Please pick out and copy every line in the listing below that contains the word "tree".
# start of Information given
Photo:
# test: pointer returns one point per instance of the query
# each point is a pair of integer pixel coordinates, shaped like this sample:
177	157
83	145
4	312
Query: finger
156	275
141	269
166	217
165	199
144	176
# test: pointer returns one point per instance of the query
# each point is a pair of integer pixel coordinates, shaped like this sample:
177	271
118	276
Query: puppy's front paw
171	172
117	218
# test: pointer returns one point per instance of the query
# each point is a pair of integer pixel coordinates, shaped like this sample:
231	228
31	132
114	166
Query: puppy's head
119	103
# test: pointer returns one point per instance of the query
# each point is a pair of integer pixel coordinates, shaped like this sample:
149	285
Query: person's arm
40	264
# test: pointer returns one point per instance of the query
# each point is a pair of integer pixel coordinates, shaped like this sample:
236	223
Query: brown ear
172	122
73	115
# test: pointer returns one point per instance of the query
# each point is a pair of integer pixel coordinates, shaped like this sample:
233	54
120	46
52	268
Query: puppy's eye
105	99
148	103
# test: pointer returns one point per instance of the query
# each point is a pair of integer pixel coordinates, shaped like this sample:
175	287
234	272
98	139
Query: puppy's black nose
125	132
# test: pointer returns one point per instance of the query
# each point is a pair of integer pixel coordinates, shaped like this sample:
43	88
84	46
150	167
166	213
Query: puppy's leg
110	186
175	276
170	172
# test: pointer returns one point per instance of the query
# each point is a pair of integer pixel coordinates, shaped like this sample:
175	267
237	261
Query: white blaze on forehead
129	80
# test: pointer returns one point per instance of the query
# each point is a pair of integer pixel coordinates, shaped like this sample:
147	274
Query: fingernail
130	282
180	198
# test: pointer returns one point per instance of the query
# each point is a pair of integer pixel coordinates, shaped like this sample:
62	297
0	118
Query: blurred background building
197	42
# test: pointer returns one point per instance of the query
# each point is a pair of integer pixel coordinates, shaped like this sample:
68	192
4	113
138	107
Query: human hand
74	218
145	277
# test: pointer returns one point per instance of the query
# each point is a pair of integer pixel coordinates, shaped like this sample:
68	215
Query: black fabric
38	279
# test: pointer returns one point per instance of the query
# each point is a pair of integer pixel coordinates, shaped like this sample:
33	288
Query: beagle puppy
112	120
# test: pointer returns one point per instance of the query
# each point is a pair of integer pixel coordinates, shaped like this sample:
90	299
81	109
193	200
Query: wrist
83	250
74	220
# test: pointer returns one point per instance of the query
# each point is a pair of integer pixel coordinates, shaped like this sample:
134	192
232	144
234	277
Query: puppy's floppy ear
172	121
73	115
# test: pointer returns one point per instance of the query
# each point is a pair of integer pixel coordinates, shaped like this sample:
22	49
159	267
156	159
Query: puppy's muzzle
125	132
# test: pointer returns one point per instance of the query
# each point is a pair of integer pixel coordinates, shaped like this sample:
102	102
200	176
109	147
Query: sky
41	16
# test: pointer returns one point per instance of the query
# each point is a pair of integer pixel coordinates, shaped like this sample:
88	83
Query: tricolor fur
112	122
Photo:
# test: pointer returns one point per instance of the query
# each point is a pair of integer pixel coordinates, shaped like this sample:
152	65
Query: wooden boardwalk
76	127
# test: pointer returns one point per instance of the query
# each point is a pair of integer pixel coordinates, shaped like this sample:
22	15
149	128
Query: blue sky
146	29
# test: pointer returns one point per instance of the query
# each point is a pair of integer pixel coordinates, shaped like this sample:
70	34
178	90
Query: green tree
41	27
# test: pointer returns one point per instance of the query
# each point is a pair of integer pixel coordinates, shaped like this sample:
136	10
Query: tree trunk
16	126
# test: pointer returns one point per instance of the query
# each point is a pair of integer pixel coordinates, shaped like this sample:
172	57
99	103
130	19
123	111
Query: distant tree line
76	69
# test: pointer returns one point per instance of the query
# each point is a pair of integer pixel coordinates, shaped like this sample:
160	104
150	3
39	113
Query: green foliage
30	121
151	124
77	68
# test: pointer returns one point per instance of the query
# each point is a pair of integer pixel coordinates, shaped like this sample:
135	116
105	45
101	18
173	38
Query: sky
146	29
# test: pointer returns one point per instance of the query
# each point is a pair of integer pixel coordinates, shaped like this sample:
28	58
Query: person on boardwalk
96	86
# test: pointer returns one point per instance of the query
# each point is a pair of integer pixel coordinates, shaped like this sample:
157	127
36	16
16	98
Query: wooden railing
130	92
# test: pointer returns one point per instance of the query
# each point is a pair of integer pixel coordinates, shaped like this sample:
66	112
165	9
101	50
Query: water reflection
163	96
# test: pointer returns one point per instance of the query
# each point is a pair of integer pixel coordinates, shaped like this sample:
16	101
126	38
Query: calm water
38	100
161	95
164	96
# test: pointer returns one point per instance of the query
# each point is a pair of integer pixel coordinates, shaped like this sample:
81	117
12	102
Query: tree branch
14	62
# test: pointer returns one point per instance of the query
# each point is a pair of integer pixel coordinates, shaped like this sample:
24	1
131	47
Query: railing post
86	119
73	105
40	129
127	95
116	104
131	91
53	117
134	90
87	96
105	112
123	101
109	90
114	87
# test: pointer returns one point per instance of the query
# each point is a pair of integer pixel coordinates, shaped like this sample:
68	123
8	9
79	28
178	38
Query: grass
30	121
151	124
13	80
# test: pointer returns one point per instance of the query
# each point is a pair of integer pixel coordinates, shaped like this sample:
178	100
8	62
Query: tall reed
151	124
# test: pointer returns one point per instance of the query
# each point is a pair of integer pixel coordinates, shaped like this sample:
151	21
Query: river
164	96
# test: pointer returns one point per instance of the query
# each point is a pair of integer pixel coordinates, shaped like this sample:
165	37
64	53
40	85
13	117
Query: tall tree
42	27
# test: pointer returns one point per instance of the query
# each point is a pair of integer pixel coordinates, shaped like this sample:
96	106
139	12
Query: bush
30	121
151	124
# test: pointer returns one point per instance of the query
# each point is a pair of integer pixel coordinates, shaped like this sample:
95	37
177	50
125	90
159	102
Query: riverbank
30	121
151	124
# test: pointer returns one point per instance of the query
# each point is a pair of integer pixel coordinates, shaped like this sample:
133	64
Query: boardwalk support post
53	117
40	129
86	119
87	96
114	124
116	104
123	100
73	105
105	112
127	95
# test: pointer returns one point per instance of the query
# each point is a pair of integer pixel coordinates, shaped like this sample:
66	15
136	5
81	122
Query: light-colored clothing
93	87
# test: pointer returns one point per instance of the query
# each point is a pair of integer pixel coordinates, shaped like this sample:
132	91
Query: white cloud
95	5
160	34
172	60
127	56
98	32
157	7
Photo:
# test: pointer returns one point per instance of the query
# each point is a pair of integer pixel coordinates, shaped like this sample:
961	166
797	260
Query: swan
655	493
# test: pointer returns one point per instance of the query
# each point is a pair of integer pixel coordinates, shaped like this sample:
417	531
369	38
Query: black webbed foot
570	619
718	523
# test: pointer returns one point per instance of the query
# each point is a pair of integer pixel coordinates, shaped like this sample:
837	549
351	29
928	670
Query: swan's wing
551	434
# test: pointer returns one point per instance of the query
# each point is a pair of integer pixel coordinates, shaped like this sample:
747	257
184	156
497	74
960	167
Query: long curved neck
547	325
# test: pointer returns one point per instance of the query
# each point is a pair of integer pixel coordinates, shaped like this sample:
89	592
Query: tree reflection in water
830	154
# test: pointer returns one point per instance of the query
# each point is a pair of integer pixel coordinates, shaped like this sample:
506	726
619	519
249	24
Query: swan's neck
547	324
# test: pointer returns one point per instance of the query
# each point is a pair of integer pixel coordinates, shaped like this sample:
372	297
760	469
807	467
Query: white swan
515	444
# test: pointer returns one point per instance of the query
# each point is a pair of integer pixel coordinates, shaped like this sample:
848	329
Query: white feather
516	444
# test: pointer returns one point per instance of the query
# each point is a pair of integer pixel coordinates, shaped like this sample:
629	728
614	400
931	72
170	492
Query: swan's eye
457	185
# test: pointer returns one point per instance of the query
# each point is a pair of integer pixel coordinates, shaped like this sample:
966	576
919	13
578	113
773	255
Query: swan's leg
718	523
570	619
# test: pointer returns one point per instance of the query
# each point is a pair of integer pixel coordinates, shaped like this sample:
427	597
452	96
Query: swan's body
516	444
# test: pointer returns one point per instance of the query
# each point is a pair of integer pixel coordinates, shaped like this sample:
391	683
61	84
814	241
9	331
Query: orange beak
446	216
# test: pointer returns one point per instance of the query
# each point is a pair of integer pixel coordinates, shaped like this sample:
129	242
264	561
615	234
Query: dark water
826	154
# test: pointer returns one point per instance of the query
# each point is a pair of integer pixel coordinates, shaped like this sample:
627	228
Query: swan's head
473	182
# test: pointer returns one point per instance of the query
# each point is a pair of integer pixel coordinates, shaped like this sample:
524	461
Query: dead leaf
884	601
# end of Information given
Solution:
Query: green tree
Query: tree trunk
Query: distant tree line
Query: tree branch
Query: tall tree
Query: tree reflection in water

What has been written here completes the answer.